▶ [Required action]: Please reproduce every one of the records below verbatim, keeping each line unchanged.

▶ [Material for the task]:
● ● ●
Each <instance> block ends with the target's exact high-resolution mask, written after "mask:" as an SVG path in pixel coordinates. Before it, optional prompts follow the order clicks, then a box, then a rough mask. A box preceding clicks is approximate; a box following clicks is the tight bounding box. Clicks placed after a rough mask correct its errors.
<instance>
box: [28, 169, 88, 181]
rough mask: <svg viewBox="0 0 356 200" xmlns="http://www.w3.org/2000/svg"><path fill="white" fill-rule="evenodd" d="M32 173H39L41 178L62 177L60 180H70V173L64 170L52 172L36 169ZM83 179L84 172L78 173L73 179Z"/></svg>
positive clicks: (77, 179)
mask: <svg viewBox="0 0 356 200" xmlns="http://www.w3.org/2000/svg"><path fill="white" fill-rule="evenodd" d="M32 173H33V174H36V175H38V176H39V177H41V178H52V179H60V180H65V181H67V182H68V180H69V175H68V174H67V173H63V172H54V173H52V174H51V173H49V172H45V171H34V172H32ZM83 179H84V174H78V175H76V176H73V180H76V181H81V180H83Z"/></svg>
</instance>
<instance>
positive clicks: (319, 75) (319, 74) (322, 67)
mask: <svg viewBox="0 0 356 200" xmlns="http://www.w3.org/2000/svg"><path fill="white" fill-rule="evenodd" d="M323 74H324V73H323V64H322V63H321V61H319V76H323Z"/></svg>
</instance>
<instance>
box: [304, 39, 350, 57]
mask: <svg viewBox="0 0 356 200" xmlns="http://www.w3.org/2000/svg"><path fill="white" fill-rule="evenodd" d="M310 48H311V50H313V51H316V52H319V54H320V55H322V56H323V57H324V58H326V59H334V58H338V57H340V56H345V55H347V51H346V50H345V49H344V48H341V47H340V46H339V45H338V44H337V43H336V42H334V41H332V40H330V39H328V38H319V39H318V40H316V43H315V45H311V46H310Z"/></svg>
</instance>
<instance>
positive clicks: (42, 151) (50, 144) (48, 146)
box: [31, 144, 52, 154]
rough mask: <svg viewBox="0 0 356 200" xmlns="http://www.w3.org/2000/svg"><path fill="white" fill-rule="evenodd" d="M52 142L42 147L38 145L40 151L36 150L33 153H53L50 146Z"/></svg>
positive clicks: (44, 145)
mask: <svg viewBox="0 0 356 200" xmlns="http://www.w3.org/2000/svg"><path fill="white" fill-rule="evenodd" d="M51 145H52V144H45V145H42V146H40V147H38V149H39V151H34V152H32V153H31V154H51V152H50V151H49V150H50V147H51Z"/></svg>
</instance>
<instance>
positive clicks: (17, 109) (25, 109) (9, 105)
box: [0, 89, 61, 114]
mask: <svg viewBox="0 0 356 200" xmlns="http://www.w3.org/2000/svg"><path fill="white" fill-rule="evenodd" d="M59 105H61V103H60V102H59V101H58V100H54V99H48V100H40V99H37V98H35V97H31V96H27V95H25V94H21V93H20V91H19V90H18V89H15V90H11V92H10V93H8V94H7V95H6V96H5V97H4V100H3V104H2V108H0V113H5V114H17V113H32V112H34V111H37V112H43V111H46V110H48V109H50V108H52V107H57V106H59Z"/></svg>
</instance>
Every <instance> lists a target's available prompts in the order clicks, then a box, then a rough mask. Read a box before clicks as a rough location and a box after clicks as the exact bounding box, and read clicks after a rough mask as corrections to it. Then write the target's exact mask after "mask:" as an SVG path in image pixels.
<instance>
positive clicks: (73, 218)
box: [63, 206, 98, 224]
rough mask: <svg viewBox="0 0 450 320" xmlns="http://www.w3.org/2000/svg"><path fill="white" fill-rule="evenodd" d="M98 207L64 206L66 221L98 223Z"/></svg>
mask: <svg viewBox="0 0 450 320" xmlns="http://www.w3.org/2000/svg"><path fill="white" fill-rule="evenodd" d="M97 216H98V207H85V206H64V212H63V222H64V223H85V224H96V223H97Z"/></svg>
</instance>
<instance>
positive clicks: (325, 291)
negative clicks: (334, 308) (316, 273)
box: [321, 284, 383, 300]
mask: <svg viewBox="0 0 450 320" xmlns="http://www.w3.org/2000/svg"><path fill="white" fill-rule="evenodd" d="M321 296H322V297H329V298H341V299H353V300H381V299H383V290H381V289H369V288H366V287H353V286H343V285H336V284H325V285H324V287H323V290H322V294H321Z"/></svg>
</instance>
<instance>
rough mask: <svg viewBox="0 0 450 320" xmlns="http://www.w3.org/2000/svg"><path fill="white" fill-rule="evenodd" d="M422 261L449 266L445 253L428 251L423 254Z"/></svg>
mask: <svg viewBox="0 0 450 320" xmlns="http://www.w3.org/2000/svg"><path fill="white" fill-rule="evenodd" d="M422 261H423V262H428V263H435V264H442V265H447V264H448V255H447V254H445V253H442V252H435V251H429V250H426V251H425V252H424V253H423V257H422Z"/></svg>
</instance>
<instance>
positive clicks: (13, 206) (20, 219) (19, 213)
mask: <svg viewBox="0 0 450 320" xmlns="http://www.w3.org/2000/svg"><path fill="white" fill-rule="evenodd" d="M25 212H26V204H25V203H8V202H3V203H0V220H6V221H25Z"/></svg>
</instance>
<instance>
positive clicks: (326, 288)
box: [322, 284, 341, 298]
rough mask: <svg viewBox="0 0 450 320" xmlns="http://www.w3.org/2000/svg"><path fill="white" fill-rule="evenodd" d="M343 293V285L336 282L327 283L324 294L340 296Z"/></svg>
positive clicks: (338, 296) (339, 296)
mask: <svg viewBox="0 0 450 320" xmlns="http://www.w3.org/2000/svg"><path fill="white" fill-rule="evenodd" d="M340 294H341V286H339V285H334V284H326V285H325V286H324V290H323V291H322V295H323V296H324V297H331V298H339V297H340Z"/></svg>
● ● ●
▶ [Output for this exercise]:
Each <instance> block ends with the target's exact high-resolution mask, written after "mask:" as an SVG path in pixel coordinates. Before it, optional prompts follow the order clicks, then a box, then a rough mask. A box preceding clicks is approximate; a box following clicks is the tight bounding box. Clicks placed after a rough mask correct its errors.
<instance>
box: [28, 169, 88, 181]
rough mask: <svg viewBox="0 0 356 200" xmlns="http://www.w3.org/2000/svg"><path fill="white" fill-rule="evenodd" d="M32 173H39L41 178L62 177L60 180H70V173L64 170L52 172L36 169ZM83 179L84 172L78 173L73 179Z"/></svg>
positive clicks: (77, 179)
mask: <svg viewBox="0 0 356 200" xmlns="http://www.w3.org/2000/svg"><path fill="white" fill-rule="evenodd" d="M32 173H33V174H36V175H38V176H39V177H41V178H52V179H60V180H65V181H67V182H68V180H69V175H68V174H67V173H63V172H54V173H52V174H51V173H49V172H45V171H34V172H32ZM83 179H84V174H78V175H76V176H73V180H76V181H81V180H83Z"/></svg>
</instance>
<instance>
positive clicks: (319, 75) (319, 74) (322, 67)
mask: <svg viewBox="0 0 356 200" xmlns="http://www.w3.org/2000/svg"><path fill="white" fill-rule="evenodd" d="M323 74H324V73H323V64H322V63H321V61H319V76H323Z"/></svg>
</instance>
<instance>
box: [304, 39, 350, 57]
mask: <svg viewBox="0 0 356 200" xmlns="http://www.w3.org/2000/svg"><path fill="white" fill-rule="evenodd" d="M310 48H311V50H313V51H316V52H319V54H320V55H322V56H323V57H324V58H326V59H334V58H338V57H340V56H345V55H347V51H346V50H345V49H344V48H341V47H340V46H339V45H338V44H337V43H336V42H334V41H332V40H330V39H328V38H319V39H318V40H316V43H315V45H311V46H310Z"/></svg>
</instance>
<instance>
positive clicks: (42, 151) (50, 144) (48, 146)
box: [31, 144, 52, 154]
rough mask: <svg viewBox="0 0 356 200" xmlns="http://www.w3.org/2000/svg"><path fill="white" fill-rule="evenodd" d="M52 142L42 147L38 145L40 151L36 150L33 153H53L50 146Z"/></svg>
positive clicks: (44, 145)
mask: <svg viewBox="0 0 356 200" xmlns="http://www.w3.org/2000/svg"><path fill="white" fill-rule="evenodd" d="M51 145H52V144H45V145H42V146H40V147H38V149H39V151H34V152H32V153H31V154H51V152H50V151H49V150H50V147H51Z"/></svg>
</instance>
<instance>
positive clicks: (17, 109) (25, 109) (9, 105)
box: [0, 89, 61, 114]
mask: <svg viewBox="0 0 356 200" xmlns="http://www.w3.org/2000/svg"><path fill="white" fill-rule="evenodd" d="M59 105H61V103H60V102H59V101H58V100H54V99H48V100H40V99H37V98H35V97H31V96H27V95H25V94H21V93H20V91H19V90H18V89H15V90H11V92H10V93H8V94H7V95H6V96H5V97H4V100H3V104H2V108H0V113H5V114H17V113H32V112H34V111H37V112H43V111H46V110H48V109H50V108H52V107H57V106H59Z"/></svg>
</instance>
Every <instance> lists a target's available prompts in the order clicks, then a box, then a rough mask. Read a box before clicks as a rough location and a box after clicks as the exact bounding box, and read clicks after a rough mask as corrections to it. Then write the target's exact mask after "mask:" as an SVG path in image pixels.
<instance>
positive clicks: (73, 218)
box: [63, 206, 98, 224]
rough mask: <svg viewBox="0 0 450 320" xmlns="http://www.w3.org/2000/svg"><path fill="white" fill-rule="evenodd" d="M98 207L64 206L66 221L98 223Z"/></svg>
mask: <svg viewBox="0 0 450 320" xmlns="http://www.w3.org/2000/svg"><path fill="white" fill-rule="evenodd" d="M97 216H98V207H85V206H64V212H63V222H64V223H85V224H96V223H97Z"/></svg>
</instance>
<instance>
positive clicks: (325, 291)
negative clicks: (334, 308) (316, 273)
box: [321, 284, 383, 300]
mask: <svg viewBox="0 0 450 320" xmlns="http://www.w3.org/2000/svg"><path fill="white" fill-rule="evenodd" d="M321 296H322V297H329V298H341V299H353V300H381V299H383V290H381V289H369V288H366V287H353V286H343V285H336V284H325V285H324V287H323V290H322V294H321Z"/></svg>
</instance>
<instance>
rough mask: <svg viewBox="0 0 450 320" xmlns="http://www.w3.org/2000/svg"><path fill="white" fill-rule="evenodd" d="M422 261L449 266L445 253L428 251L423 254Z"/></svg>
mask: <svg viewBox="0 0 450 320" xmlns="http://www.w3.org/2000/svg"><path fill="white" fill-rule="evenodd" d="M422 261H423V262H428V263H435V264H442V265H447V264H448V255H447V254H445V253H442V252H435V251H429V250H426V251H425V252H424V253H423V257H422Z"/></svg>
</instance>
<instance>
positive clicks: (13, 206) (20, 219) (19, 213)
mask: <svg viewBox="0 0 450 320" xmlns="http://www.w3.org/2000/svg"><path fill="white" fill-rule="evenodd" d="M25 212H26V204H25V203H8V202H3V203H0V220H6V221H25Z"/></svg>
</instance>
<instance>
positive clicks: (326, 288)
box: [322, 284, 341, 298]
rough mask: <svg viewBox="0 0 450 320" xmlns="http://www.w3.org/2000/svg"><path fill="white" fill-rule="evenodd" d="M343 293V285L336 282L327 283L324 294L340 296Z"/></svg>
positive clicks: (338, 296) (339, 296)
mask: <svg viewBox="0 0 450 320" xmlns="http://www.w3.org/2000/svg"><path fill="white" fill-rule="evenodd" d="M340 294H341V286H339V285H334V284H326V285H325V286H324V290H323V291H322V295H323V296H324V297H331V298H339V297H340Z"/></svg>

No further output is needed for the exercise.